Data for analysis
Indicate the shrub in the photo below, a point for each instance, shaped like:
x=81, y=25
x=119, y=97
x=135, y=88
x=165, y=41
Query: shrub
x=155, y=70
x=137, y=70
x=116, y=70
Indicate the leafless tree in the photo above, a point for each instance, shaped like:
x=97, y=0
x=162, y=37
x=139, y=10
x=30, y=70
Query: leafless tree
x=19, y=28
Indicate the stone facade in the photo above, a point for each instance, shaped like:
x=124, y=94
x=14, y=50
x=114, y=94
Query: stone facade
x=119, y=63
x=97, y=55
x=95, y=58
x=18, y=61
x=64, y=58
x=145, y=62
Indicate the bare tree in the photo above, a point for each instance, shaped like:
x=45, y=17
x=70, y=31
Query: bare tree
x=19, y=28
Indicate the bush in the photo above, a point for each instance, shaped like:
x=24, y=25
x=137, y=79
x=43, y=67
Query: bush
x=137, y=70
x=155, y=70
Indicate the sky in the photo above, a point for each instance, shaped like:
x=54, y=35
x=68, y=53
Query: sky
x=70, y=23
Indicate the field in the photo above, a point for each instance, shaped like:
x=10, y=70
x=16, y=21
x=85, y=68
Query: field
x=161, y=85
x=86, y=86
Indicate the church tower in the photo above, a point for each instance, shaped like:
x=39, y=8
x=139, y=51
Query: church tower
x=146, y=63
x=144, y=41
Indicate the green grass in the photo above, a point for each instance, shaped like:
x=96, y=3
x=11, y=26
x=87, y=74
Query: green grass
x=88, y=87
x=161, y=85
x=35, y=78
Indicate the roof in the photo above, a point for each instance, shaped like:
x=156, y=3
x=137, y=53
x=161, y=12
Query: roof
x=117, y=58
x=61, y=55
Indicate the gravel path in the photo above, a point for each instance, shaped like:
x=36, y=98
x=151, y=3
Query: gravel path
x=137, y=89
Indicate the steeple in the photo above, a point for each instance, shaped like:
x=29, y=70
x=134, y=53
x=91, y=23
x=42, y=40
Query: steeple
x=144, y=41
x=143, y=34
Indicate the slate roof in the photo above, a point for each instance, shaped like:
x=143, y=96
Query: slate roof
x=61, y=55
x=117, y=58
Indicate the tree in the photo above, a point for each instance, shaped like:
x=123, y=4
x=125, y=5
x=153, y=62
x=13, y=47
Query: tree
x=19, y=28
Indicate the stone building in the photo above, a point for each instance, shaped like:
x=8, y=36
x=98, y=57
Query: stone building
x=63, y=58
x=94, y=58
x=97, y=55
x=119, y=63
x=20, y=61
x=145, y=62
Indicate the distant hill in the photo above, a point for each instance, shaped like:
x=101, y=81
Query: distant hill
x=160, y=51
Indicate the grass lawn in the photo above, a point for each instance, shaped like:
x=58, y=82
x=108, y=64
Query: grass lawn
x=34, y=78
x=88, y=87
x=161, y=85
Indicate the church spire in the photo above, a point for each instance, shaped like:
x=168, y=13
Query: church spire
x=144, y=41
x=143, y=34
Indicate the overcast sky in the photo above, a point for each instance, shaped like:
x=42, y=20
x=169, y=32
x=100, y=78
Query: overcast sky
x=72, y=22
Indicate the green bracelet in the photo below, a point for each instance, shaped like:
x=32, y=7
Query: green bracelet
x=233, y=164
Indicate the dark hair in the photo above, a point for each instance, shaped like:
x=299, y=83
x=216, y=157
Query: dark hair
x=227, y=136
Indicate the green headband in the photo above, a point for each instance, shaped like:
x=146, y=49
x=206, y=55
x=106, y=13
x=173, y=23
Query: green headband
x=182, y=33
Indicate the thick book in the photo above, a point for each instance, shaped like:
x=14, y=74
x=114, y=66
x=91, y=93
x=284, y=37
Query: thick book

Exercise goal
Copy each line holding the word "book" from the listing above.

Result
Indicate the thick book in the photo above, a point for each instance, shaped like:
Query: thick book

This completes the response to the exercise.